To help struggling students as quickly as possible, educators in Idaho say they need tailored strategies that are proven to work in the classroom. With a $1.5 million grant from the Idaho State Board of Education, Carney and Joe Champion, professor of mathematics in the College of Arts and Sciences, will begin work under the Accelerate Math Learning Collaborative. Carney and Champion, along with a team of math educators from Boise State, will partner with schools this fall. Their goals are to support teachers by developing strategies to not only catch students up in math achievement, but to understand and build on what students learn. The grant will also allow the team to hire three regional math specialists to work with schools across southwest and south central Idaho.
“Schools and teachers want more support for envisioning, implementing and evaluating math teaching strategies to identify what works best in their school,” Carney said. “Our team will collaborate with educators, working with teachers on the ground in schools to create tailored plans that accelerate math learning for struggling students.”
When the team from Boise State sent out a call for schools needing support, 81 schools from 34 districts in Idaho applied for help. The funding allows the team to select 27 schools total across rural, suburban and urban areas to visit beginning this fall. The selection process prioritizes geographic diversity, taking into account students’ socioeconomic status to ensure support for students who need the most help. Results and best practices that come from the two-and-a-half year collaborative project can then be made available to schools across the state.
Student success in math better prepares young Idahoans for college and in-demand STEM careers
Math education researchers like Carney and Champion know that as soon as students fall behind in math achievement, they begin to memorize procedures without full understanding. By working with educators to focus on how each student thinks about math conceptually, teachers can support students to learn procedures with comprehension. This supports students to learn more advanced math, preparing them for college and careers in STEM fields.

*Aim 1*: Write out the passage on the Idaho math grant from "Student success in" up to and including "in STEM fields.", keeping its wording unchanged.
The records that follow are unrelated to the passage on the Idaho math grant.

(Stored dataset items)
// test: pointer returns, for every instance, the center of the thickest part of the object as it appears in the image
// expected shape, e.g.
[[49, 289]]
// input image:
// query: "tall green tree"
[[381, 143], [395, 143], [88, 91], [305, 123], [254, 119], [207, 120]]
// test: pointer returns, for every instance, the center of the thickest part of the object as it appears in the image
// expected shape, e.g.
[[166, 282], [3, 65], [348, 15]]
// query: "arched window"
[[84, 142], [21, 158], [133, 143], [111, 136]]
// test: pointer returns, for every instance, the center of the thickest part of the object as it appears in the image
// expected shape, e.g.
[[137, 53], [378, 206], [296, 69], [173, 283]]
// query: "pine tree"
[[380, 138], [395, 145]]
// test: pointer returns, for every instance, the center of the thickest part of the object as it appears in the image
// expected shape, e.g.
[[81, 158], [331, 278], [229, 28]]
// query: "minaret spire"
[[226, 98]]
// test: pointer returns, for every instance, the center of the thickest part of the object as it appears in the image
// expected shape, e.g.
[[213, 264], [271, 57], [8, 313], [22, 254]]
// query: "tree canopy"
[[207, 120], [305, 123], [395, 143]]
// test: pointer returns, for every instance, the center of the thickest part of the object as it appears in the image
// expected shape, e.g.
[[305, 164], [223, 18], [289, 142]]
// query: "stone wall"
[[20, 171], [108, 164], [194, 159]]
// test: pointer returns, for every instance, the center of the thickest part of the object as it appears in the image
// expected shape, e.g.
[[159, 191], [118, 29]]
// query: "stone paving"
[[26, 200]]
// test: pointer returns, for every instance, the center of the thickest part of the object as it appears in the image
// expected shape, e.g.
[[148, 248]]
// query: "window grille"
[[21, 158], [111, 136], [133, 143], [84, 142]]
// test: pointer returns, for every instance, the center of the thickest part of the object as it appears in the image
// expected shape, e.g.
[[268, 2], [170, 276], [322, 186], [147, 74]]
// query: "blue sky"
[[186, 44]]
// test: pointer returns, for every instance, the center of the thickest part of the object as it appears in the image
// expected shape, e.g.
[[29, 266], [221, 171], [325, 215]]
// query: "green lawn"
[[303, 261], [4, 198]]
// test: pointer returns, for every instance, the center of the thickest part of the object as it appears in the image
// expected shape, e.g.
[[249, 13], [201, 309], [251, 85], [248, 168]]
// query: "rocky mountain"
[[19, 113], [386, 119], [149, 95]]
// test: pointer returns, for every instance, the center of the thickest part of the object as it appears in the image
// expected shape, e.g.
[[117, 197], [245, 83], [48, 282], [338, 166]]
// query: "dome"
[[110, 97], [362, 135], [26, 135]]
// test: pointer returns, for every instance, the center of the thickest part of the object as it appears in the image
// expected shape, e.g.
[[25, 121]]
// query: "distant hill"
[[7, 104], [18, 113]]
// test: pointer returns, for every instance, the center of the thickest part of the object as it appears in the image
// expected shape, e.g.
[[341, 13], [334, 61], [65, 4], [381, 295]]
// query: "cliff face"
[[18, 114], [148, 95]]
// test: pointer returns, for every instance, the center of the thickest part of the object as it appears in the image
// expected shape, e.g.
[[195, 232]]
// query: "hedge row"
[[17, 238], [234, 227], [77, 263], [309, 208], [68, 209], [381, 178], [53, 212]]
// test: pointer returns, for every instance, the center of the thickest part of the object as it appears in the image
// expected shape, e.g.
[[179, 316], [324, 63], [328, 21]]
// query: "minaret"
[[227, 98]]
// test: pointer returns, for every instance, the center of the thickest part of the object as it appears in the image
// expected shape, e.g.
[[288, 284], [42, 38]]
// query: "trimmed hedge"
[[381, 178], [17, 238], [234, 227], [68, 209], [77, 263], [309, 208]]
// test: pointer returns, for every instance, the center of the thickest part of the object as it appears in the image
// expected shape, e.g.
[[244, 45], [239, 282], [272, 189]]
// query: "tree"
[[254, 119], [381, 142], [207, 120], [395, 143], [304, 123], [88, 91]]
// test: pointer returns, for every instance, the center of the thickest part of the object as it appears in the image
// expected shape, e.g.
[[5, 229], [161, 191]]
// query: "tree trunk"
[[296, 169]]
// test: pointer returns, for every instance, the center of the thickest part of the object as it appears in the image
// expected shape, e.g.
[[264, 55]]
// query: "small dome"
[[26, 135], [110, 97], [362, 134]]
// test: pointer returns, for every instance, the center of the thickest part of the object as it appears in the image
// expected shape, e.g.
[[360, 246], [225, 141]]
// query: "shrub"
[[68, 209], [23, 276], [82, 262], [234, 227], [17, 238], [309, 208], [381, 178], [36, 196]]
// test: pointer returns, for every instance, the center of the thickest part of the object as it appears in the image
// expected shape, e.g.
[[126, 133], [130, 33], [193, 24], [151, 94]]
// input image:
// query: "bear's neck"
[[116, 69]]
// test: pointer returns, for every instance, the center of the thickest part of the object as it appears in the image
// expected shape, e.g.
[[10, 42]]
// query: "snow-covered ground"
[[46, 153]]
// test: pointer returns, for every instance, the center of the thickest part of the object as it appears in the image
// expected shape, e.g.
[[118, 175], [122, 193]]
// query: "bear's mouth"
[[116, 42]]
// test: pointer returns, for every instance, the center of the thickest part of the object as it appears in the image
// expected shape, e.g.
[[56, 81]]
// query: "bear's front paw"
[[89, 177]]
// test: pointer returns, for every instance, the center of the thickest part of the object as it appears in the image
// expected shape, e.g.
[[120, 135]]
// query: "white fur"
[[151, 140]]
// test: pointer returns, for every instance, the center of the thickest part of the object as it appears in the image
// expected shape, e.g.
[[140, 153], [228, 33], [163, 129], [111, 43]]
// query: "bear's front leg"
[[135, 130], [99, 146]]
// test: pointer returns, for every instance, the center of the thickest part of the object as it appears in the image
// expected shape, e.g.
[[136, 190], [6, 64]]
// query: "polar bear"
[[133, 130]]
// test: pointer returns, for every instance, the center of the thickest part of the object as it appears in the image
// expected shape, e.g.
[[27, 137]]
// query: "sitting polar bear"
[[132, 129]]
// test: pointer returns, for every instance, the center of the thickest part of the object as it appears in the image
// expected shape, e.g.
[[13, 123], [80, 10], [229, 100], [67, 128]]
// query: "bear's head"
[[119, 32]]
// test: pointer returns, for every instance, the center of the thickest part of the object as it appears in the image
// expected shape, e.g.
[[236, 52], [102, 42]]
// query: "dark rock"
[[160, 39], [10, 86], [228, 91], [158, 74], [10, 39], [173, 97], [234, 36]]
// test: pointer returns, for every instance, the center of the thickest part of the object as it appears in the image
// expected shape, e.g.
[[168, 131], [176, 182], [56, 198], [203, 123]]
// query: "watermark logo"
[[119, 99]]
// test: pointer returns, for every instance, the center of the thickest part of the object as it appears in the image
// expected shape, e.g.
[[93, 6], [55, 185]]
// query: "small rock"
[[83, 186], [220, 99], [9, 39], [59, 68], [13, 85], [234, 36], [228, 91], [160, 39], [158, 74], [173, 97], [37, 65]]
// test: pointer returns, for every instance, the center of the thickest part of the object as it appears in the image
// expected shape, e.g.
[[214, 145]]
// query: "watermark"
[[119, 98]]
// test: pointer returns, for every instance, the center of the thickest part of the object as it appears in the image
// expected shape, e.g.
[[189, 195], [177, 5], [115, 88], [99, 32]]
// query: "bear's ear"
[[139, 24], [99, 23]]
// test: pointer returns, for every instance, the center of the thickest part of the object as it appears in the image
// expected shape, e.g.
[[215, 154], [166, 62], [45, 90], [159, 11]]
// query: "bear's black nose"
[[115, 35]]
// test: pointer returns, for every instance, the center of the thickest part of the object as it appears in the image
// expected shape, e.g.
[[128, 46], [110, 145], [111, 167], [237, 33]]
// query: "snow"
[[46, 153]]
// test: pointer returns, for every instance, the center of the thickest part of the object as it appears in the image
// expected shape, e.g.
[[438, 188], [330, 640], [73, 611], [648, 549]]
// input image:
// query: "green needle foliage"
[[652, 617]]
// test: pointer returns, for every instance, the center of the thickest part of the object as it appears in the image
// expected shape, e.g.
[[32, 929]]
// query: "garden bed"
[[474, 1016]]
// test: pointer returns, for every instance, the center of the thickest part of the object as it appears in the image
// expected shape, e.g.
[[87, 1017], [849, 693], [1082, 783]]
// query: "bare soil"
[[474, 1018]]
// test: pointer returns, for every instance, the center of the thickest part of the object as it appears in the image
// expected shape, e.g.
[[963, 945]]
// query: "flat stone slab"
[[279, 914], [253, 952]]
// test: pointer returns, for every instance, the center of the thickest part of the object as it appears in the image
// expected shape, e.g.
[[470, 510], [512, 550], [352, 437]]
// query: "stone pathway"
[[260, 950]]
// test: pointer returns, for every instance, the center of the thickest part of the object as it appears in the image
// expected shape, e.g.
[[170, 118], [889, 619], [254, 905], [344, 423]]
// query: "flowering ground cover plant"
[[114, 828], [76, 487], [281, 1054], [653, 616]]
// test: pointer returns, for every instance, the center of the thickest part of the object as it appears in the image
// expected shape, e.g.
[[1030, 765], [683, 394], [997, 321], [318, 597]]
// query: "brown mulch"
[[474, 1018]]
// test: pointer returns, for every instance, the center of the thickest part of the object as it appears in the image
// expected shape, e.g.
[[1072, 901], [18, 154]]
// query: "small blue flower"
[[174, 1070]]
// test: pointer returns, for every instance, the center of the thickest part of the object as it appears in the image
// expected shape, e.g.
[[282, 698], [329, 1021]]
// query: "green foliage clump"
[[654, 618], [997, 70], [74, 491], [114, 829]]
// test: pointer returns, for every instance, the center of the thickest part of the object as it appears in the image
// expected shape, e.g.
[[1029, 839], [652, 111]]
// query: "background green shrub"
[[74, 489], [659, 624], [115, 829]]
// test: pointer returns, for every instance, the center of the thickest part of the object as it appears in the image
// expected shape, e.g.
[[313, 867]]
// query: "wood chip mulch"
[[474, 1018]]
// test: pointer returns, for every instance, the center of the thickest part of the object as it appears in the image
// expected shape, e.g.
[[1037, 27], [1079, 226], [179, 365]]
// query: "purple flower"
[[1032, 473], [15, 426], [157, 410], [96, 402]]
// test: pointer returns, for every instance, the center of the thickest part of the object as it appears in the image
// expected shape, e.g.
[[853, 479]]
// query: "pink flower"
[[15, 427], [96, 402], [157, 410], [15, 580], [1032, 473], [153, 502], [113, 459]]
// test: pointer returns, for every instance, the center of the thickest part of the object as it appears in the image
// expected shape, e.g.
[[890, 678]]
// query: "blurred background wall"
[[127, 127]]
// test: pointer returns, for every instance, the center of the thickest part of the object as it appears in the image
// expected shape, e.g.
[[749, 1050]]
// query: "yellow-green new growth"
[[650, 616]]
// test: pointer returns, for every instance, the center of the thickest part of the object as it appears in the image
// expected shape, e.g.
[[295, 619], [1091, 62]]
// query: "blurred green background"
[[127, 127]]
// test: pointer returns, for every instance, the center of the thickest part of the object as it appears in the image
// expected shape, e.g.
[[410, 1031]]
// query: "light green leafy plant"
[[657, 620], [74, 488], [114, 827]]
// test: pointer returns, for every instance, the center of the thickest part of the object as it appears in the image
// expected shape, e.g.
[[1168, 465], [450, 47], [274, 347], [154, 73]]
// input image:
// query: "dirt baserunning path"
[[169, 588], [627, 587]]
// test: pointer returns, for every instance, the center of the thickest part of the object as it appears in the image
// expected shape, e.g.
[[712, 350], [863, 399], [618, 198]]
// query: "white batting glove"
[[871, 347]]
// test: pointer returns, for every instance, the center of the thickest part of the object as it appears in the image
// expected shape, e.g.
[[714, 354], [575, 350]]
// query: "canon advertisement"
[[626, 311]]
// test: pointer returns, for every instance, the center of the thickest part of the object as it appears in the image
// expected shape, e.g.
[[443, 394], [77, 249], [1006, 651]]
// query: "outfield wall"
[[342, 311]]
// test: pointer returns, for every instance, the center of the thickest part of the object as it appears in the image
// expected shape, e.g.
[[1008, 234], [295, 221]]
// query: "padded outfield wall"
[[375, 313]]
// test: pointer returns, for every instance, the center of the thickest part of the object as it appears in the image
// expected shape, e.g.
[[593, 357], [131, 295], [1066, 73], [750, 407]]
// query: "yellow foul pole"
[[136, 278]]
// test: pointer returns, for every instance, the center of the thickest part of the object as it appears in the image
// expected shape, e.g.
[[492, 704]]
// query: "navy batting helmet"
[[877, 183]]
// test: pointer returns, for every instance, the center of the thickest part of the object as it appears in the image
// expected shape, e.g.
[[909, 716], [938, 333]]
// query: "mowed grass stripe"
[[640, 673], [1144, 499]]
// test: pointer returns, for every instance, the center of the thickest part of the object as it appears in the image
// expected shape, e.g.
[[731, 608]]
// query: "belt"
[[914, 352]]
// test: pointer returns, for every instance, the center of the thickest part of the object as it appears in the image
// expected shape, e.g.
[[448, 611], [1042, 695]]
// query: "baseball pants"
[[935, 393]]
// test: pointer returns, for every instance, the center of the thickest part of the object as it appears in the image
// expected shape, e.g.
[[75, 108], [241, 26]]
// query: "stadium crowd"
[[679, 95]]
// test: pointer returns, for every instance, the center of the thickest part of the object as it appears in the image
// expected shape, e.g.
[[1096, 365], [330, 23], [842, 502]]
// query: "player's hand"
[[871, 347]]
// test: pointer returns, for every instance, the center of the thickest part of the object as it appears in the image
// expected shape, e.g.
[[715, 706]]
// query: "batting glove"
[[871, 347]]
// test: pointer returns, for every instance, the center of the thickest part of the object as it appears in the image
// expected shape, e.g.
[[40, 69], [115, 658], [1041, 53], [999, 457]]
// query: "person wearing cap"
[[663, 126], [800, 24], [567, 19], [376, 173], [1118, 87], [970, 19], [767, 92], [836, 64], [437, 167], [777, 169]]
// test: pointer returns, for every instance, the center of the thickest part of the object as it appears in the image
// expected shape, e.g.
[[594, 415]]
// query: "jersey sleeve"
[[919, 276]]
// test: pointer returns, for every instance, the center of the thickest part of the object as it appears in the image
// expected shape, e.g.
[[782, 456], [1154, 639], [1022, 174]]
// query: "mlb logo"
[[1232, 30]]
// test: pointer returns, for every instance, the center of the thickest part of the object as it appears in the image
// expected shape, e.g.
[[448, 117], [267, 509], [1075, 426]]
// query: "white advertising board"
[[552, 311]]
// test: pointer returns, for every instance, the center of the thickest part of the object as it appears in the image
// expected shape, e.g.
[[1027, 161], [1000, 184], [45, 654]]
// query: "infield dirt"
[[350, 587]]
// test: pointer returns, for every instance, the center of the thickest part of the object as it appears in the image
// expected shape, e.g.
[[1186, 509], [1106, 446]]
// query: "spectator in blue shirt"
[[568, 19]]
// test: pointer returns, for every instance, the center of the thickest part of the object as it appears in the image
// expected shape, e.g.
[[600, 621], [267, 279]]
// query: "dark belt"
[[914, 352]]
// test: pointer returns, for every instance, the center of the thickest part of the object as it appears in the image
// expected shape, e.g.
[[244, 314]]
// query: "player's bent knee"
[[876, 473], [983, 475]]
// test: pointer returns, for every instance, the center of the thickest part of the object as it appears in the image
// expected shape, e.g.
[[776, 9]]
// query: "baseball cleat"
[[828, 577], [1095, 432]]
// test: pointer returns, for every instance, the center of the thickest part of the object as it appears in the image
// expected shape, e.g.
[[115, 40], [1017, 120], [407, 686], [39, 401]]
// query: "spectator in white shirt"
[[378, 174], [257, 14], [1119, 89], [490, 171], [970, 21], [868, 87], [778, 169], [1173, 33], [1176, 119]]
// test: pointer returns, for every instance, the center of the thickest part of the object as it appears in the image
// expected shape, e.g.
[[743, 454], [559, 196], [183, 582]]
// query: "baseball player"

*Aim 2*: Show each line in the records that contains the word "foliage".

*Final answer 1*:
Student success in math better prepares young Idahoans for college and in-demand STEM careers
Math education researchers like Carney and Champion know that as soon as students fall behind in math achievement, they begin to memorize procedures without full understanding. By working with educators to focus on how each student thinks about math conceptually, teachers can support students to learn procedures with comprehension. This supports students to learn more advanced math, preparing them for college and careers in STEM fields.

*Final answer 2*:
// query: "green needle foliage"
// query: "green foliage clump"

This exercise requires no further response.